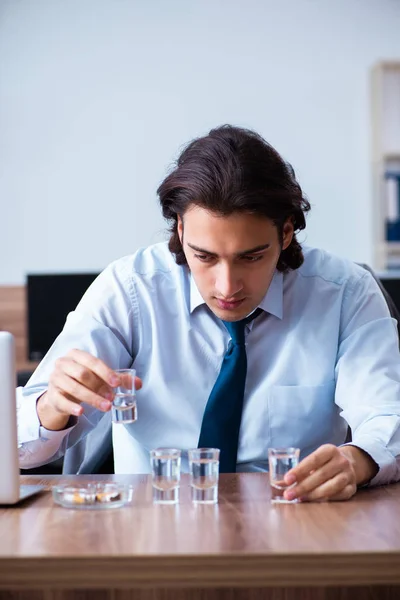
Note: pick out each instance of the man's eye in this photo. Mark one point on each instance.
(204, 257)
(252, 258)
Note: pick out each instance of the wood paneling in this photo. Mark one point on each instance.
(13, 318)
(354, 593)
(242, 542)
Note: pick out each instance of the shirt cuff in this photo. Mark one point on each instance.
(388, 472)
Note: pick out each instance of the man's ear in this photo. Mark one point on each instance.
(287, 233)
(180, 228)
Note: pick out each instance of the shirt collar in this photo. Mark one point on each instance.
(272, 302)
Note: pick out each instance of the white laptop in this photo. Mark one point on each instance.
(11, 491)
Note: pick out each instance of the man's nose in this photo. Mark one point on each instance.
(228, 282)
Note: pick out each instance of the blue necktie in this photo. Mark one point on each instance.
(223, 413)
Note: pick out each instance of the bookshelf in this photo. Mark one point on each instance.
(386, 164)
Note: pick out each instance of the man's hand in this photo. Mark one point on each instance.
(78, 377)
(330, 473)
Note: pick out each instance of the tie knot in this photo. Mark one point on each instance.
(236, 330)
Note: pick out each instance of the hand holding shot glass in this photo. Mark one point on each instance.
(124, 408)
(281, 461)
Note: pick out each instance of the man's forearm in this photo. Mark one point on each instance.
(364, 466)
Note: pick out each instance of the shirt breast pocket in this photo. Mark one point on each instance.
(304, 417)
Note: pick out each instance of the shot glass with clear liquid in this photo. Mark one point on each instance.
(281, 461)
(166, 475)
(124, 408)
(204, 475)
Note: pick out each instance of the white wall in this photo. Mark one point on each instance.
(98, 96)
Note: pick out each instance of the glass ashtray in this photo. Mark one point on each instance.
(94, 495)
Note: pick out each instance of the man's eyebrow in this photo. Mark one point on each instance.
(245, 252)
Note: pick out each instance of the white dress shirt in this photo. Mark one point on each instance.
(323, 355)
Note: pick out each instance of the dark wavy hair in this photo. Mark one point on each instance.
(235, 170)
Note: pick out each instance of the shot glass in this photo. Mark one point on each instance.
(166, 475)
(204, 474)
(124, 408)
(281, 460)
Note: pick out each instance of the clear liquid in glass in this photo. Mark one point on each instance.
(204, 475)
(166, 478)
(124, 408)
(279, 465)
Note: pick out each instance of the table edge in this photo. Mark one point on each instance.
(204, 571)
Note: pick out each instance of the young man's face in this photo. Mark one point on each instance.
(232, 259)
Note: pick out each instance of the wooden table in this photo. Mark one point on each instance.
(242, 548)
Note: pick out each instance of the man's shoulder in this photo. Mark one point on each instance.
(147, 262)
(321, 264)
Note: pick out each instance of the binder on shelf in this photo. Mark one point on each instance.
(392, 193)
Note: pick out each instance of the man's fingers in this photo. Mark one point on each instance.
(64, 405)
(316, 478)
(334, 489)
(84, 376)
(313, 462)
(95, 365)
(72, 388)
(347, 493)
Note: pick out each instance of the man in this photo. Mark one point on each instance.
*-*-*
• [What is asked] Reproduce verbatim everything from the line containing "Note: pick out each instance of the young" down to the final line of the entries, with both ends included.

• [Completed exercise]
Note: pick out each instance of the young man's face in this photo. Mark one point on each instance.
(232, 259)
Note: pick out each instance of the wooden table in this photo. Mark one point on each instance.
(242, 548)
Note: pick out each instance of the man's shoulder in this photo. Mark one point on each instance.
(147, 262)
(321, 264)
Note: pick out each instance of the binder on shelf in this photo. Mark one point on each instance.
(392, 193)
Note: pick out each instance of the man's fingers in this photo. Mark one point on each instance.
(64, 405)
(316, 478)
(334, 489)
(84, 376)
(313, 462)
(95, 365)
(72, 388)
(347, 493)
Note: pick out each instance of the man in this photo. Mark one point on each instance.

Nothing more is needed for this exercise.